• **Short exercise**: The passage below on tanks in mountain warfare opens with a numbered series of points the Indian Army must consider. List each of them in order.

• **Passage given**:
◇ ◇ ◇ ◇ ◇

Firstly, can the Indian Army clearly define why it wants tanks in what sector. Secondly how does he visualise the enemy operations being played out against his sector. Thirdly do we have a clear offensive intent in that sector. Fourthly can there be a better platform for the type of battle he wants to fight in his sector, economy of survival and deliverables. Fifthly is it a fire and forget system or a resilient sustainable system that he wants.
Every tank man knows that survivability on the battlefield is just a hit away. Any tank man who in a contact battle has been able to expend 10 rounds from his arsenal without getting hit is either too good, invisible, or just bloody lucky. In an attrition battle survivability is complex. Lack of cover increased all weather Intelligence, Surveillance and Reconnaissance (ISR), bad field craft make these platforms vulnerable to every known weapon system.
The tank is a piece of metal that has been given limited protection, mobility, fire power. It is to either help defend. Lead the attack, or just be in support as a fire power means to an attack. As a defender you need the armour protection, the mobility to be flexible and the fire power to sustain and deter the inevitable onslaught. Therefore, you need to move fast and yet stay safe. It is like having both the shots, the hand sanitiser and the double mask, yet to eat or drink you need to take it off. Therefore, to move and fire at times you will be visible. Therefore vulnerable.
In attack you just need mobility, armour protection for sustainability and lethal fire power. Here we do not have to follow the concept of all tanks carrying 44 rounds, just not needed. If we could have a mix of fast-moving attack tanks (lesser load of ammunition), resilient medium tanks, not so fast movers but with greater fire power and staying power (more ammunition) therefore increased sustenance. Especially in limited high friction terrain and an attrition form of battle.
The life of a tank in attack is limited. All weapon systems will be used to target it. Therefore, whether you have a 105 gun, or a 125 gun does not matter. You need an above 100 caliber gun, power pack for surge mobility and the armour protection. In both cases of attack and defence the common factor is mobility and armour protection. Firepower can vary depending upon the operational role. Remember we are talking of mountains, where the ridge lines do not permit lateral shifting or large cross ridge movements. Therefore, each tank has a specific life and role in each sector.

◇ ◇ ◇ ◇ ◇

• **Extracted material**:
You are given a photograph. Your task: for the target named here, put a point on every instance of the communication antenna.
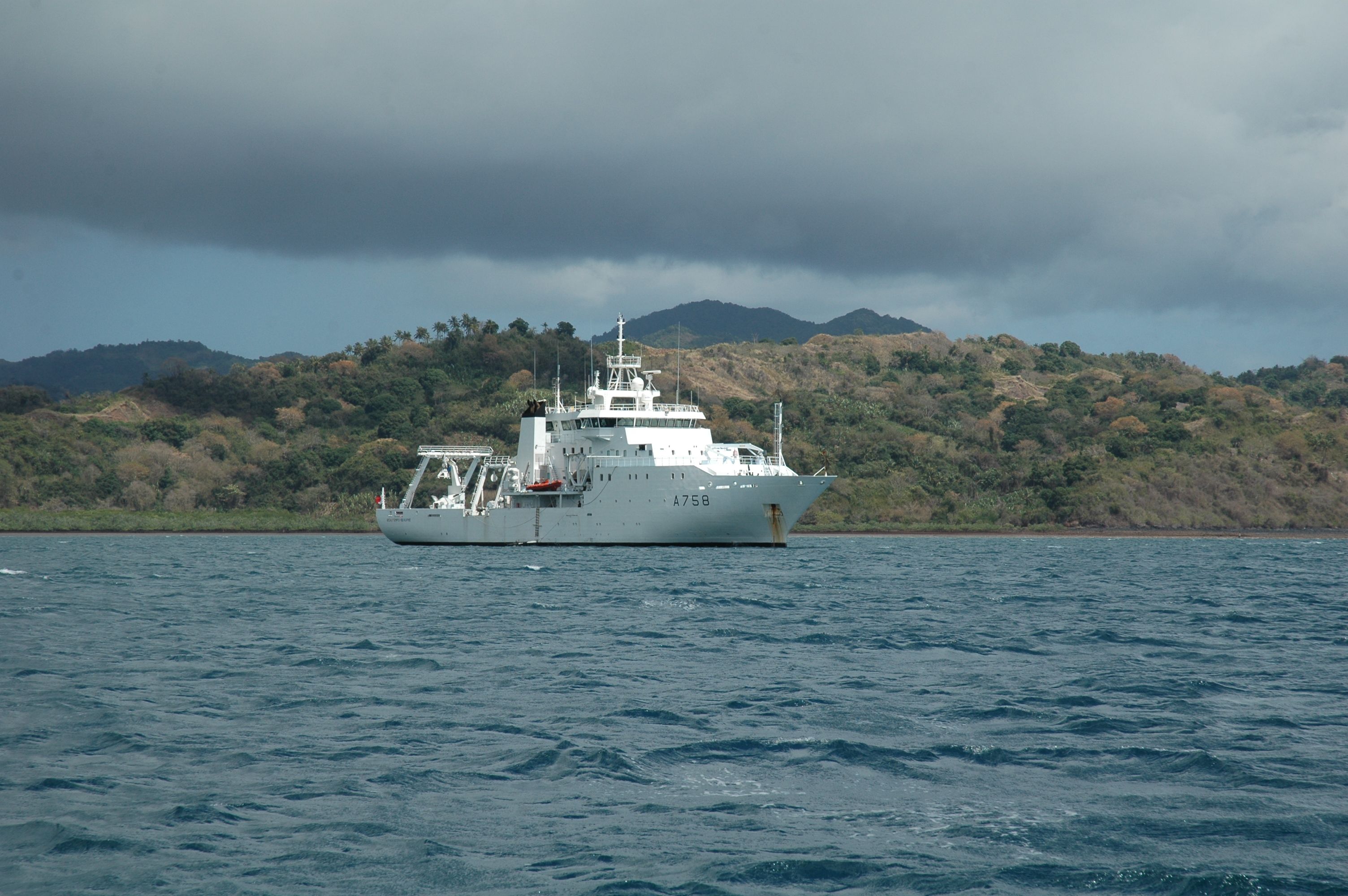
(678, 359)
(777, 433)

◇ ◇ ◇ ◇ ◇

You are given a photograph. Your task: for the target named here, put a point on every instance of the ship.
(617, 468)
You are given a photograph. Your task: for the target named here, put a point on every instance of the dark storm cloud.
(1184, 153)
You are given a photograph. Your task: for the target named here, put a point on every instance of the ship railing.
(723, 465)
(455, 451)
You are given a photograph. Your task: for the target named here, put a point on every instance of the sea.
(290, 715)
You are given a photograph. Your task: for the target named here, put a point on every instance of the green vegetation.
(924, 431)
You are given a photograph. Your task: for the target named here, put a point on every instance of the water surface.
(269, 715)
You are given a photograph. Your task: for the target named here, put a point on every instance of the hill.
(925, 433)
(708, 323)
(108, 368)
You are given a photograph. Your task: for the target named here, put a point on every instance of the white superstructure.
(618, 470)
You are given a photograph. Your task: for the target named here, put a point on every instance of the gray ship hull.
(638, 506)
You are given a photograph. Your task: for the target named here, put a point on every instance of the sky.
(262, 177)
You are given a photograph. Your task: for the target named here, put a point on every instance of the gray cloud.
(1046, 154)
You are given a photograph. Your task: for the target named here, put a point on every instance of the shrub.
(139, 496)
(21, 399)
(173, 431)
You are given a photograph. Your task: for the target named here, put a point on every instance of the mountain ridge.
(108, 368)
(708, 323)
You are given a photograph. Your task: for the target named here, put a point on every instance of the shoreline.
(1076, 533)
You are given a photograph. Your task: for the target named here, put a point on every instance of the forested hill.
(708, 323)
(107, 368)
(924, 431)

◇ ◇ ◇ ◇ ◇

• **Written answer**:
1. Can the Indian Army clearly define why it wants tanks in what sector?
2. How does he visualise the enemy operations being played out against his sector?
3. Do we have a clear offensive intent in that sector?
4. Can there be a better platform for the type of battle he wants to fight in his sector, economy of survival and deliverables?
5. Is it a fire and forget system or a resilient sustainable system that he wants?